• **Aim of the exercise**
Pull out every row below that contains the word "tile", and copy each one in full. Match case exactly.

• **Supplied entries**
-------

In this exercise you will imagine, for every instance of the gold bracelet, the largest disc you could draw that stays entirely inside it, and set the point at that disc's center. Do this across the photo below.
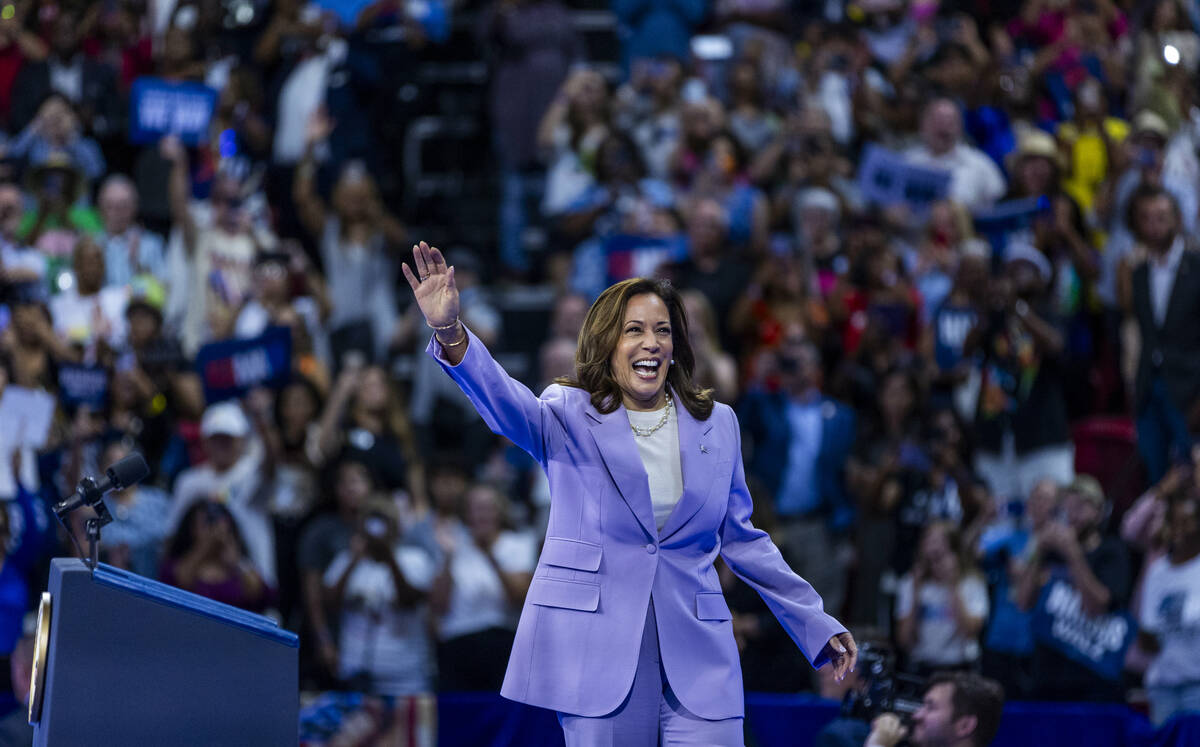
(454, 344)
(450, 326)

-------

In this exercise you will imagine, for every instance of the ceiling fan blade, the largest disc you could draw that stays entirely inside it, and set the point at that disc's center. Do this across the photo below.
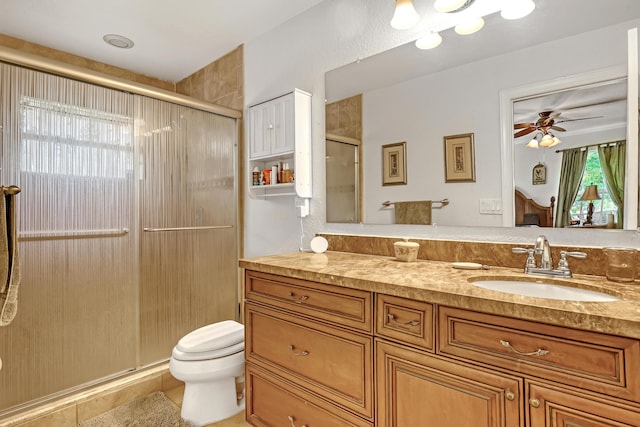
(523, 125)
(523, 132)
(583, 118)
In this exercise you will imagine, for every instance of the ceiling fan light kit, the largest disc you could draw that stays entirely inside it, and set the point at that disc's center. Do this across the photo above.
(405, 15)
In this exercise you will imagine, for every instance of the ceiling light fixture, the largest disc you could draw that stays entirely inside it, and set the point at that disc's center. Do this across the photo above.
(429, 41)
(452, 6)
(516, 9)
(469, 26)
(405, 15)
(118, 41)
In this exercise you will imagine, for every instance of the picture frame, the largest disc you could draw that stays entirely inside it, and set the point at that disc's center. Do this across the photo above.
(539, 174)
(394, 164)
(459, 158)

-------

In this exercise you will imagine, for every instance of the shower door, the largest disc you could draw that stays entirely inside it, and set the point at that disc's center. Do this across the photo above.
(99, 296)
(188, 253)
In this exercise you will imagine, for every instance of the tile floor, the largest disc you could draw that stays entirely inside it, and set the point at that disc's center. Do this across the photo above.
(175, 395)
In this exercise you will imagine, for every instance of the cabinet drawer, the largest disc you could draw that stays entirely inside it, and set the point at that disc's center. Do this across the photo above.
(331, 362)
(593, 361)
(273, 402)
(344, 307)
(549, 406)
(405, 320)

-------

• **Correct answer**
In this exercise you will imagine, for every instance of the tile floor, the largest disc you could draw that stays entirely inside it, and set the point at that disc's center. Do this across the photo above.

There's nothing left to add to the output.